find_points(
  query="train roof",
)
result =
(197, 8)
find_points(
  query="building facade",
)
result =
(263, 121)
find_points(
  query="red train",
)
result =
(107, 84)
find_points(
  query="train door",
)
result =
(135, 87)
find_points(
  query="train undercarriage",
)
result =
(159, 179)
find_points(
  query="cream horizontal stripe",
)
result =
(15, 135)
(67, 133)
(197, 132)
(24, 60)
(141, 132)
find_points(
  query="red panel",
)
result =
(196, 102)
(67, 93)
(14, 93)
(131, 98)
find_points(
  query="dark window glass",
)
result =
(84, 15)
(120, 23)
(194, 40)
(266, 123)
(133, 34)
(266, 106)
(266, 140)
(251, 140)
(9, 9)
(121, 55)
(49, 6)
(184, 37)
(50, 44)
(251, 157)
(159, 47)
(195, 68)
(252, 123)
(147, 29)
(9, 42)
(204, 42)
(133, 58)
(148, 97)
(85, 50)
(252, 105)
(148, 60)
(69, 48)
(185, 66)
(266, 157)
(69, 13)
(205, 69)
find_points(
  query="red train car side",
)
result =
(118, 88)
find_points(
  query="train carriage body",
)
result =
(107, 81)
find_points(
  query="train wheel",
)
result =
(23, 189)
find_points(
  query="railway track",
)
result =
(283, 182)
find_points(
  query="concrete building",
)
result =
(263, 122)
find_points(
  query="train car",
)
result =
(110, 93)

* * * *

WHAT THE EXERCISE ASKS:
Please pick out every line of the items above that contains the word "train", matching case exactly.

RESULT OF THIS TASK:
  query="train roof",
  query="red train",
  query="train door",
  query="train undercarriage",
  query="red train car side",
  query="train carriage body",
  query="train wheel",
  query="train car",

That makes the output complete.